◆ **What to produce**
Convert the material, starting with its first line and going on through the line containing "53 319 L 62", into a Markdown table with the columns Index and Content, one numbered row per line and blank lines omitted.

+ + + + + + +

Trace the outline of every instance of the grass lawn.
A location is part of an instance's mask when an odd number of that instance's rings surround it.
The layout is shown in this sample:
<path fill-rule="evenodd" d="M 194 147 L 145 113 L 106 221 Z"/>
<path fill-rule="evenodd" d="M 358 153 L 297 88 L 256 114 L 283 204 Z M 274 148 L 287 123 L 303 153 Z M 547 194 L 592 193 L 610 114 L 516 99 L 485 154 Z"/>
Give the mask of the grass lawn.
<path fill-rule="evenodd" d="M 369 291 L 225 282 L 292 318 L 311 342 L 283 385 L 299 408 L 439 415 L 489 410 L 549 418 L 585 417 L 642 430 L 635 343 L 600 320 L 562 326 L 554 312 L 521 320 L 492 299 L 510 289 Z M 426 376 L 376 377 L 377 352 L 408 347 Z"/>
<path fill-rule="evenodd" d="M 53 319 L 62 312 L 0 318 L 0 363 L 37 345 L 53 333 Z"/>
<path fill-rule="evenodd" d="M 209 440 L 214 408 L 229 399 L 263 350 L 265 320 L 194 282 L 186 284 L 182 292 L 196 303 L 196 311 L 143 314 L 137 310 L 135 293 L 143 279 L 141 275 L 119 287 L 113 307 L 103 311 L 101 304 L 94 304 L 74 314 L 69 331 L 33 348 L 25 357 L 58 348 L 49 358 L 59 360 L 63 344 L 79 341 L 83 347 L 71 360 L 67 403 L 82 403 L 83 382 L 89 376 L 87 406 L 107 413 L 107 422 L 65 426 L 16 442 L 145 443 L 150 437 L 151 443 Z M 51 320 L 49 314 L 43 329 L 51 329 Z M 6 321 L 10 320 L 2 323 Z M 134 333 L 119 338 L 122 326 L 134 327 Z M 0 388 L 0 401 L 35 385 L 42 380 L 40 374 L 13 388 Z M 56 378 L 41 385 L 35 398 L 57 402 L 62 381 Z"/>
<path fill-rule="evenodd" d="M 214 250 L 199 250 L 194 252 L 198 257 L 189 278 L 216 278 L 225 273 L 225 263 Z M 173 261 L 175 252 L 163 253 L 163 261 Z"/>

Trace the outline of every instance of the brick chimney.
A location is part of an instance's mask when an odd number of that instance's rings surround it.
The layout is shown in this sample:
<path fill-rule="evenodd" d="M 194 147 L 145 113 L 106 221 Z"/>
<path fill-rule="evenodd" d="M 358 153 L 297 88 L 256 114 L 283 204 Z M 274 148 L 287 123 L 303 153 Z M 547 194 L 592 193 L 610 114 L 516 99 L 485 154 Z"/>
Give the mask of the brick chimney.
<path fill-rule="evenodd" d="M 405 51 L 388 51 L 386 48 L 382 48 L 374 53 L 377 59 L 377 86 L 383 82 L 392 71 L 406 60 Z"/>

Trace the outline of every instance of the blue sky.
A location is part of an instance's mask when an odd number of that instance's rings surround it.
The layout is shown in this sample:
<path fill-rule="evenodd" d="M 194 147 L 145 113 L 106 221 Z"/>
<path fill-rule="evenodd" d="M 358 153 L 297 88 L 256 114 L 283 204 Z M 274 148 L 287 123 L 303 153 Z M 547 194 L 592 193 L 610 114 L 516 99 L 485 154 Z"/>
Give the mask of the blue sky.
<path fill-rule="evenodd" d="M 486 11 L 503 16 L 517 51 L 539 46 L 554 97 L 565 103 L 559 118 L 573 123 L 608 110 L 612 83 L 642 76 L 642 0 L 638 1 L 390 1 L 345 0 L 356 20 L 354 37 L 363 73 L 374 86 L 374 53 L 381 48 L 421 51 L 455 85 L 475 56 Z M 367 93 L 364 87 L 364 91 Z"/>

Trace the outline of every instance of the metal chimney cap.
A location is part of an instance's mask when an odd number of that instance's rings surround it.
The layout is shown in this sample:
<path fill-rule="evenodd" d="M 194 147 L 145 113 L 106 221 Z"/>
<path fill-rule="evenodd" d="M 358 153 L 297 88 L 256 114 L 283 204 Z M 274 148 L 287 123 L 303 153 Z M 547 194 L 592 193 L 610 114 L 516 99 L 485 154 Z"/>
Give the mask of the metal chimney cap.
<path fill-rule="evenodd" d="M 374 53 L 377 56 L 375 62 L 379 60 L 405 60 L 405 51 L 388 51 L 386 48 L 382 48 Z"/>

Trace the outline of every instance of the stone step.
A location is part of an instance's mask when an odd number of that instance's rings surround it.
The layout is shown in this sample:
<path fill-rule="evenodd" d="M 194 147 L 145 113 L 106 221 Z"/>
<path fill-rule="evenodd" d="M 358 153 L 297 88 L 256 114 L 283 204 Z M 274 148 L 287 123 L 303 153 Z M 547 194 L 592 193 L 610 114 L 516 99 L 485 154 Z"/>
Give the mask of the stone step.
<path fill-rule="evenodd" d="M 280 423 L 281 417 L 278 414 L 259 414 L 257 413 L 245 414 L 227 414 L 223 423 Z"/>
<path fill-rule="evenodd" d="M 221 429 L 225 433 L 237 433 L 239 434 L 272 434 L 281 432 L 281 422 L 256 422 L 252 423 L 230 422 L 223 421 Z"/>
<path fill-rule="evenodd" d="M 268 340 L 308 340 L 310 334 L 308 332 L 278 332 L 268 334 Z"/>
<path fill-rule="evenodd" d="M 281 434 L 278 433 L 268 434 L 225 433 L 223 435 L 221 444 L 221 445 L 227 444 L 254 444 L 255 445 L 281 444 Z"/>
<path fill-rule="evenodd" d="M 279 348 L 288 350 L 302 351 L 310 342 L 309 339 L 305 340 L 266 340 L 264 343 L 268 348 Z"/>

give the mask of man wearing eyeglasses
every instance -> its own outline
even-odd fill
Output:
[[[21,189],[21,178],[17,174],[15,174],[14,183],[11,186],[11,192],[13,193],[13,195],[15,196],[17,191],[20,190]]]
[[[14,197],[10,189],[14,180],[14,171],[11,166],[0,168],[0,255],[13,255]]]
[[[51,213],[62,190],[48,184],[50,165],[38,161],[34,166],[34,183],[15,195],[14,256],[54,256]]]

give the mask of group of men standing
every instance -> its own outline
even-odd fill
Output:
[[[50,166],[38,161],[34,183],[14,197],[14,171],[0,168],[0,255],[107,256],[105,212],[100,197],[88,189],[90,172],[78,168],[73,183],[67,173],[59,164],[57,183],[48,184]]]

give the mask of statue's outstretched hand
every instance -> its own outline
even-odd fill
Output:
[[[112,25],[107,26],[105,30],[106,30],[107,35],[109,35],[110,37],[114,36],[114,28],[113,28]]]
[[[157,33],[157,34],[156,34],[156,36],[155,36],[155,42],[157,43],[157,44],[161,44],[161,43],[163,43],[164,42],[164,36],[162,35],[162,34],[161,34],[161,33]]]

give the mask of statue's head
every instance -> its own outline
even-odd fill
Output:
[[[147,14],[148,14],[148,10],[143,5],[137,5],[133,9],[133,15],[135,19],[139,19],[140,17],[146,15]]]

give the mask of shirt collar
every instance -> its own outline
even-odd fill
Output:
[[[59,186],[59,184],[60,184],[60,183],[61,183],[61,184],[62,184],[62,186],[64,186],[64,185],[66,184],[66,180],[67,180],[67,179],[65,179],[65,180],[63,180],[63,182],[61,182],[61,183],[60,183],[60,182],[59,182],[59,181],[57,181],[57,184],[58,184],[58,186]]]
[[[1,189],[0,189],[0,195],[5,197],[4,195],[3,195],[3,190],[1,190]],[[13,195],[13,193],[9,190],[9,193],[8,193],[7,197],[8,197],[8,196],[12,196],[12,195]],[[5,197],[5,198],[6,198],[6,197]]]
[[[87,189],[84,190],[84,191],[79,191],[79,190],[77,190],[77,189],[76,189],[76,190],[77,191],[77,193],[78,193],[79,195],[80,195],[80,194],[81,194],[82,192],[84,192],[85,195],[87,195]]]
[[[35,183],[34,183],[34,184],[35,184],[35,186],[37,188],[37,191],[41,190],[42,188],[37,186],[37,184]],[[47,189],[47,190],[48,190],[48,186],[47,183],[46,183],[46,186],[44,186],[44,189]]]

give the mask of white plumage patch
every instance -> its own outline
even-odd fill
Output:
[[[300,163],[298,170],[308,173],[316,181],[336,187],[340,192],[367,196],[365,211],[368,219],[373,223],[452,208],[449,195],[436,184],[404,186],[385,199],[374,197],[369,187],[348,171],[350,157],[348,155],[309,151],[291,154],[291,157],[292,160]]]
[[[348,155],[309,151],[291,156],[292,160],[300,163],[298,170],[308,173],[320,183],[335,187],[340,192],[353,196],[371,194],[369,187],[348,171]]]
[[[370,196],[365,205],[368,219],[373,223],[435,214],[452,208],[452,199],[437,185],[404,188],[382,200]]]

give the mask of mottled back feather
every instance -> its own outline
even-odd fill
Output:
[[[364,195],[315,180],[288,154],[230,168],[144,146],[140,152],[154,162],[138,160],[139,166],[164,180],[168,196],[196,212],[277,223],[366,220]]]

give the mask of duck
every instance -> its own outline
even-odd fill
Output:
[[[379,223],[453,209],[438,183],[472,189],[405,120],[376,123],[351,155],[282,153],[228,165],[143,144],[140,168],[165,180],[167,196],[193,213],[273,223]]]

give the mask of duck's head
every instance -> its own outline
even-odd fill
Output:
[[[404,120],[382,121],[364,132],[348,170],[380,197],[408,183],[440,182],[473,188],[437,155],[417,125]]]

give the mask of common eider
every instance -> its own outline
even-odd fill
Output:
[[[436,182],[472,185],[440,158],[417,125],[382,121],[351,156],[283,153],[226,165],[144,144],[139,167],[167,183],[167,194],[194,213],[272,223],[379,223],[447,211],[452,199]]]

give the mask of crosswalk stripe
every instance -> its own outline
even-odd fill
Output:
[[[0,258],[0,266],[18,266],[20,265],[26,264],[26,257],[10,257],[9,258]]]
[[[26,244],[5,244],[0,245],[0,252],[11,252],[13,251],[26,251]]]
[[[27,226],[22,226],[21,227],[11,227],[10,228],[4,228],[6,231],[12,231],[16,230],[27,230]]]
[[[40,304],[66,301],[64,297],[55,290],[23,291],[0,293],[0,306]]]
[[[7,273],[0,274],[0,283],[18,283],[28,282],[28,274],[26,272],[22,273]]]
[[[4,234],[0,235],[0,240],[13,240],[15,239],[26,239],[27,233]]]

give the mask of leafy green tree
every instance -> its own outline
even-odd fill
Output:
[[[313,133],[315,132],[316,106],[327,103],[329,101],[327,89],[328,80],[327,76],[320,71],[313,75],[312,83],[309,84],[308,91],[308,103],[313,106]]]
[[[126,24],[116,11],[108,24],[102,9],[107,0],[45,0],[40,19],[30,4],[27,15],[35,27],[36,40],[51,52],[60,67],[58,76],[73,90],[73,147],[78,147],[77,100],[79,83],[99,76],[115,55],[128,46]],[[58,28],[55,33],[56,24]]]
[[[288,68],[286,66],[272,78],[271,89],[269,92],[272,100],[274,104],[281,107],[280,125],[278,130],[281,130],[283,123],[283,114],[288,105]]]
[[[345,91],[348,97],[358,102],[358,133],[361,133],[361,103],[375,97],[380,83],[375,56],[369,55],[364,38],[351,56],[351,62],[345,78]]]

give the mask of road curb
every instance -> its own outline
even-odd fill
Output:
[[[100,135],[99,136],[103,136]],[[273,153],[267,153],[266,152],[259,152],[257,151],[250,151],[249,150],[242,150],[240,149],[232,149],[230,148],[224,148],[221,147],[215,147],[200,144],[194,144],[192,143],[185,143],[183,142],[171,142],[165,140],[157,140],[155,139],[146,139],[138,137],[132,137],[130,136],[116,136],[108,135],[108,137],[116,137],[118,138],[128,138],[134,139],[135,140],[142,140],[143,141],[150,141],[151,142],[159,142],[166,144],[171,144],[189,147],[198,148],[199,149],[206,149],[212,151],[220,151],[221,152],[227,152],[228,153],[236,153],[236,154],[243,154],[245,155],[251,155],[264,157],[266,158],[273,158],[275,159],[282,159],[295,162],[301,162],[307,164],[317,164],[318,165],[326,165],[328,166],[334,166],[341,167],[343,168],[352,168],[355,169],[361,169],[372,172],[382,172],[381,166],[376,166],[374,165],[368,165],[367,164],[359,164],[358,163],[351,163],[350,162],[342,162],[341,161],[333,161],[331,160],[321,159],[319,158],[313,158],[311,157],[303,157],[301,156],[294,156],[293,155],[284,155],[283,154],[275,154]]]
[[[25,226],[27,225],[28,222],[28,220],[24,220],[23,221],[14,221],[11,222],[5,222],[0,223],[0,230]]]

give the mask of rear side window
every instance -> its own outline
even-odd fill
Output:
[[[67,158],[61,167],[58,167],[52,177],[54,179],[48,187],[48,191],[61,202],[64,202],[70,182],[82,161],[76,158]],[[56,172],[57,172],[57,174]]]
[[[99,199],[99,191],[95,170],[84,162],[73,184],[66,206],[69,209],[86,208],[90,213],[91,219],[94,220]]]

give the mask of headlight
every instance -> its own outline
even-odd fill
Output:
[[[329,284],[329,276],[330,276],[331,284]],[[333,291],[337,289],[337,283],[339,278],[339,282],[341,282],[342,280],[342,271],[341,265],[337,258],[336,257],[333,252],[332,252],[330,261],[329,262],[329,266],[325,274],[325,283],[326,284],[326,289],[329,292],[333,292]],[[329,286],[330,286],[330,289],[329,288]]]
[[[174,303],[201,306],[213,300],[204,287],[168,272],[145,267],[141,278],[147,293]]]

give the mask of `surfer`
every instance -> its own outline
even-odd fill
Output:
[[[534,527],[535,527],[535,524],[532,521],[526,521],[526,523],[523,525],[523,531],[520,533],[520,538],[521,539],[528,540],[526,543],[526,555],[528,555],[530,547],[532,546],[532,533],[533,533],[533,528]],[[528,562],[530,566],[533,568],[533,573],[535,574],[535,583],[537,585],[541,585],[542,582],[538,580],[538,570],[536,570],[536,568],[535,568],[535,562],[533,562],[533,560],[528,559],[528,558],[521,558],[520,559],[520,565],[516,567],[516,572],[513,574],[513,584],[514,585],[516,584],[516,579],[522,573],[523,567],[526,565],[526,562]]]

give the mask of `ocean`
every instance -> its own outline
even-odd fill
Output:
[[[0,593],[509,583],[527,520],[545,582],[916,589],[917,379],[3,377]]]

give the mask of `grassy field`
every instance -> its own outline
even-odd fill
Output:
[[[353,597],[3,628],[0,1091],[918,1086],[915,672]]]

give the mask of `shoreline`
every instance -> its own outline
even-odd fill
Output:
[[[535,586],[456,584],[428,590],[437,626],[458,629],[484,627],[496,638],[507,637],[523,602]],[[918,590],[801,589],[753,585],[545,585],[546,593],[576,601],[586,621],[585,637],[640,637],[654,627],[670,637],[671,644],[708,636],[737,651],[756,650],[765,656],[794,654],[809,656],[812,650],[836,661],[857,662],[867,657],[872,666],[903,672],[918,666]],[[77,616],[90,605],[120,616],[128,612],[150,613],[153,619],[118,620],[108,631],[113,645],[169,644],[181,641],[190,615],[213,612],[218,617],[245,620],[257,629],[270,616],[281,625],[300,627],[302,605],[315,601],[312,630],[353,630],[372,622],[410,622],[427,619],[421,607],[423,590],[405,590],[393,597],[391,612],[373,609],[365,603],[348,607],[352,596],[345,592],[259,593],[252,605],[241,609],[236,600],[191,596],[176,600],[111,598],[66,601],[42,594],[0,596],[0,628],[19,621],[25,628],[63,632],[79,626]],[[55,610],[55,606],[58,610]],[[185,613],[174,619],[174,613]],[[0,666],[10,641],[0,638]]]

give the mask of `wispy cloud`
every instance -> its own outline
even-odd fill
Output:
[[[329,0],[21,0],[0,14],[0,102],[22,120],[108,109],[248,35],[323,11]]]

+ + + + + + +

◆ **Complete response**
| Index | Content |
|---|---|
| 1 | Trace the outline of every instance of the grass lawn. |
| 2 | A location is part of an instance's mask when an odd number of that instance's rings surround it. |
| 3 | The layout is shown in this sample: |
| 4 | <path fill-rule="evenodd" d="M 194 147 L 145 113 L 106 221 Z"/> |
| 5 | <path fill-rule="evenodd" d="M 358 153 L 297 88 L 256 114 L 283 204 Z M 274 148 L 287 123 L 303 153 Z M 547 194 L 592 193 L 610 114 L 516 99 L 485 154 Z"/> |
| 6 | Give the mask of the grass lawn. |
| 7 | <path fill-rule="evenodd" d="M 369 291 L 225 282 L 292 318 L 311 342 L 283 385 L 299 408 L 439 415 L 489 410 L 549 418 L 585 417 L 642 430 L 635 343 L 600 320 L 562 326 L 554 312 L 521 320 L 492 299 L 510 289 Z M 426 376 L 376 377 L 377 352 L 408 347 Z"/> |
| 8 | <path fill-rule="evenodd" d="M 53 319 L 62 312 L 0 318 L 0 363 L 37 345 L 53 333 Z"/> |